Pick out each line in these entries that contains the string "woman".
::: INPUT DATA :::
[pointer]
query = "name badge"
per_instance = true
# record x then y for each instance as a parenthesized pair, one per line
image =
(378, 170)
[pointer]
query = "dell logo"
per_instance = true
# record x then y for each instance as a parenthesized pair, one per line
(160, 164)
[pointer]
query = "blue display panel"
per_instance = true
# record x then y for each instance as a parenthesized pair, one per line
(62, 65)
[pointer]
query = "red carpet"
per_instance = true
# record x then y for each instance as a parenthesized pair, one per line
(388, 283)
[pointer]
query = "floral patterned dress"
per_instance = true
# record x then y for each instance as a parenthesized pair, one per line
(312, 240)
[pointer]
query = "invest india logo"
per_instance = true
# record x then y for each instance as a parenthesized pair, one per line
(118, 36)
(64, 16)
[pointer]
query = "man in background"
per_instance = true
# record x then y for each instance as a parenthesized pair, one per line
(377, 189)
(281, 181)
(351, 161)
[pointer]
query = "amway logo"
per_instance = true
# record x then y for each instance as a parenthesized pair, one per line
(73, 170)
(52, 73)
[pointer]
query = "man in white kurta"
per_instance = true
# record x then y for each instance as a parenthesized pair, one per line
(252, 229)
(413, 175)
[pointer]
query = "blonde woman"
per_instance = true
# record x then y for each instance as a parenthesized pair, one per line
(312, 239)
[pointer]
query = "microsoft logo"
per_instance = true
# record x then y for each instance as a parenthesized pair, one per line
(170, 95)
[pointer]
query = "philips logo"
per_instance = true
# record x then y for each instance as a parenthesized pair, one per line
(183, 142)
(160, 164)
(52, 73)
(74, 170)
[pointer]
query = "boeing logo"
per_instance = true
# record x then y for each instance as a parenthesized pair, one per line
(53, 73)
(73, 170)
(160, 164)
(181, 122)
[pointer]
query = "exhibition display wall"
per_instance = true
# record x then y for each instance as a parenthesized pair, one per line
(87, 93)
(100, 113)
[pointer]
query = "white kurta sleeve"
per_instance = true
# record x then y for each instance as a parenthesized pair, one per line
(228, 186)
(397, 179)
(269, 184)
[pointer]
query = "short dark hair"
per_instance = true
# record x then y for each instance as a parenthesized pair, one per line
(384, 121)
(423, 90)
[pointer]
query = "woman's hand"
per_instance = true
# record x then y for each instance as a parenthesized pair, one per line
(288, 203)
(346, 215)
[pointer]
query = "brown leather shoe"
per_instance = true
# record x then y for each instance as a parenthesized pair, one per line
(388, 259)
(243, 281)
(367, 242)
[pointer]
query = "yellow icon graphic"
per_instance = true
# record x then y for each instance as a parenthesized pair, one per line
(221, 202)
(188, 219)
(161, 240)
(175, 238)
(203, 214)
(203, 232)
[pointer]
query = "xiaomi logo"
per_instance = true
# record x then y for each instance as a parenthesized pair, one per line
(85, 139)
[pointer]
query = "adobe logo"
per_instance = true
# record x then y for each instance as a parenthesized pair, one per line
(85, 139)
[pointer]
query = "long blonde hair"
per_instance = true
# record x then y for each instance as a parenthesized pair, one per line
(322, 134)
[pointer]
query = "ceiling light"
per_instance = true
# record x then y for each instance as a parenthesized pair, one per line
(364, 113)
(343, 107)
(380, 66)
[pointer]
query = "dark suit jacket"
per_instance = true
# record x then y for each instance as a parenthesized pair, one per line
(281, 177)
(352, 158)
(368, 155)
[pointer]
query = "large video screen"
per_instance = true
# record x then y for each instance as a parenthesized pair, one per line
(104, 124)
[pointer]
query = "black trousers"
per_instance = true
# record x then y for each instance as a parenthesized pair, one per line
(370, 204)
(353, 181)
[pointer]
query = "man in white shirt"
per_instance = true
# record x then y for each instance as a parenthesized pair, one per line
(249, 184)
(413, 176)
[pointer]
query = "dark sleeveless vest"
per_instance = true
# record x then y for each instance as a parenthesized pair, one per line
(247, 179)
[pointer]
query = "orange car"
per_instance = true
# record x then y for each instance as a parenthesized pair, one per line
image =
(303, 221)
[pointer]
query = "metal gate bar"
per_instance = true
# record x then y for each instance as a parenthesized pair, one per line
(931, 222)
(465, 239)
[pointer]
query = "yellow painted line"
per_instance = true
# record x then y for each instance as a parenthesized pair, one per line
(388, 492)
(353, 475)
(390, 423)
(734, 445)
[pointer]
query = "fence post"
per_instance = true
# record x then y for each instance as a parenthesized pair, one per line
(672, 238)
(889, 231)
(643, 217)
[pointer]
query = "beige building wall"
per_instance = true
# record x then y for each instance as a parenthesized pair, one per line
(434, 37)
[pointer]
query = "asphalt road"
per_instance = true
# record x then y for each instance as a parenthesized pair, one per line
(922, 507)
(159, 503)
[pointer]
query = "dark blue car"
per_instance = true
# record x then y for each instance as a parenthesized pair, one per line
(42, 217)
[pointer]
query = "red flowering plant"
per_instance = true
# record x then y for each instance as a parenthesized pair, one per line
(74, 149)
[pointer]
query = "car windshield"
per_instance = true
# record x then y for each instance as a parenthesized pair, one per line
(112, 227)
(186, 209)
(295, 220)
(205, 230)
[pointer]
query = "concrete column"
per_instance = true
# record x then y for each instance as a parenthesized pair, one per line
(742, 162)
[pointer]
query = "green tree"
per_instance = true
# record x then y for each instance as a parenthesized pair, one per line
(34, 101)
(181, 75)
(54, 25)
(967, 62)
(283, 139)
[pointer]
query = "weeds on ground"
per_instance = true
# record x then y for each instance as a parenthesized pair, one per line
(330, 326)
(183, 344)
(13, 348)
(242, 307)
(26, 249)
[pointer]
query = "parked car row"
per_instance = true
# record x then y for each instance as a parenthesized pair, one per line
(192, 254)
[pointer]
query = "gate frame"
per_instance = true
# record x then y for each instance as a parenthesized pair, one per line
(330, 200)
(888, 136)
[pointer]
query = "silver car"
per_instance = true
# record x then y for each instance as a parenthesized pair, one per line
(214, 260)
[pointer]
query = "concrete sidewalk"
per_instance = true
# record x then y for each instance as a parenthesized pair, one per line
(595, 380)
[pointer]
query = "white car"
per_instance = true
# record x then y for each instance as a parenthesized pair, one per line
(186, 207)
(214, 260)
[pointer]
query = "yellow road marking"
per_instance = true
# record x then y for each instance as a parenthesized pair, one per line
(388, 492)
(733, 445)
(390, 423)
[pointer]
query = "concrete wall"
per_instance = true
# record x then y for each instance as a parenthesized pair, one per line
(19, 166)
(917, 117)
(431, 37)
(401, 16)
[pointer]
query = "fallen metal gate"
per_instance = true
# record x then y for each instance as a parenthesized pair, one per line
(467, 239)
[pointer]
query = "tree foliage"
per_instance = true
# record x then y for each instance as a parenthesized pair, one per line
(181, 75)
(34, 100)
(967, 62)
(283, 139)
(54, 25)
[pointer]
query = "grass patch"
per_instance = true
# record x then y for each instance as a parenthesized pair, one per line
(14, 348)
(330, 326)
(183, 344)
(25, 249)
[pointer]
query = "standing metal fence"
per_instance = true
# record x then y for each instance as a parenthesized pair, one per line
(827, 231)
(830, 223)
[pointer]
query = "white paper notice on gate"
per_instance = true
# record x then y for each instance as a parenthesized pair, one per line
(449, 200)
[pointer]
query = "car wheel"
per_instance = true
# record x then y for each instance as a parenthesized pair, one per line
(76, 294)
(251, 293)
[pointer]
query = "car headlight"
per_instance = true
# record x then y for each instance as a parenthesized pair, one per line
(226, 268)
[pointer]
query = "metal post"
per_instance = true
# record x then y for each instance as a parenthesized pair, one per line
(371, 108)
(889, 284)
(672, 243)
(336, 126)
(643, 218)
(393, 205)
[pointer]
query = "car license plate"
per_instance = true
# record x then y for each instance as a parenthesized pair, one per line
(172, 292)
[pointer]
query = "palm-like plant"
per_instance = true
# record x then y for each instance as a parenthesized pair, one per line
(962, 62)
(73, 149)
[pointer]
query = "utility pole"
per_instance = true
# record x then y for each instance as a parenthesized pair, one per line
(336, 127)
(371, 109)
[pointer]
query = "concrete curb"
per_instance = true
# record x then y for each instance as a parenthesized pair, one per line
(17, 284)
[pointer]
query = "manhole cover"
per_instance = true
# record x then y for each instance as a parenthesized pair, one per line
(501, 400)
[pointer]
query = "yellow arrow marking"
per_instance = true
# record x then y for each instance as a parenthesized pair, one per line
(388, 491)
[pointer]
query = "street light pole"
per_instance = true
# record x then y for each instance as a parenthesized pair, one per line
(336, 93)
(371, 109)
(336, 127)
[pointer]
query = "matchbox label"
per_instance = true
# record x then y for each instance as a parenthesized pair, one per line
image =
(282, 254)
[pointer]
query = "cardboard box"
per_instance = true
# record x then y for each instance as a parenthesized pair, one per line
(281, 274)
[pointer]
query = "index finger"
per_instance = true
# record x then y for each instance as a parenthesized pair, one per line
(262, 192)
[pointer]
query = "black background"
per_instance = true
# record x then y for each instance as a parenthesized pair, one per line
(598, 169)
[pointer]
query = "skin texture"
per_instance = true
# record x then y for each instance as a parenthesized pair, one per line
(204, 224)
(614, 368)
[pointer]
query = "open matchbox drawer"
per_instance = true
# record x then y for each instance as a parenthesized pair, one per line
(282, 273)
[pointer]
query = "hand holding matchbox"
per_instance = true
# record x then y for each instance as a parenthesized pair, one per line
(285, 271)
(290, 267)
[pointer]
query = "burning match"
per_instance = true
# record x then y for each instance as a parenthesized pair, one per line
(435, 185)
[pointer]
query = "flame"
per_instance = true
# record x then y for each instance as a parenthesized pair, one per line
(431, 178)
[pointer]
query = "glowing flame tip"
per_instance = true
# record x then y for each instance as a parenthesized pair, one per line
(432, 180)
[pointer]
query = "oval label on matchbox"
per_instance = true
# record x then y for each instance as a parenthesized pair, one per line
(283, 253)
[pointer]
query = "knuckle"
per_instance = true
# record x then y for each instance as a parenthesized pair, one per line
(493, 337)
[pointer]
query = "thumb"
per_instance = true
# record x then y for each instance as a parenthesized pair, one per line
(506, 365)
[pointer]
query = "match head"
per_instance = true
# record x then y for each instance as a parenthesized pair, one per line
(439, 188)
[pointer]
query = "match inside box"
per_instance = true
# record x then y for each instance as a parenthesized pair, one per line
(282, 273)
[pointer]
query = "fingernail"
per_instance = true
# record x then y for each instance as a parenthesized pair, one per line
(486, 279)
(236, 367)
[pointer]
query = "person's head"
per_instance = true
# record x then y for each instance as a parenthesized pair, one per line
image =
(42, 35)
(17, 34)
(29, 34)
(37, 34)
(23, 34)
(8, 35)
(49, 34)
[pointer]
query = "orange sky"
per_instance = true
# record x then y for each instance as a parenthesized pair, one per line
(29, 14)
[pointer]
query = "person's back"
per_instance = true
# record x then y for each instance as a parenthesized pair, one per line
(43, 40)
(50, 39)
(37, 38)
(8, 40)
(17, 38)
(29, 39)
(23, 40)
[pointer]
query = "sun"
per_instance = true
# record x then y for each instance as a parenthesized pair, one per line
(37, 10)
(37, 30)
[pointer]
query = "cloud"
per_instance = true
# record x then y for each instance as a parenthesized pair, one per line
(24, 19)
:::
TASK ANSWER:
query = "blonde woman"
query = "woman's hand"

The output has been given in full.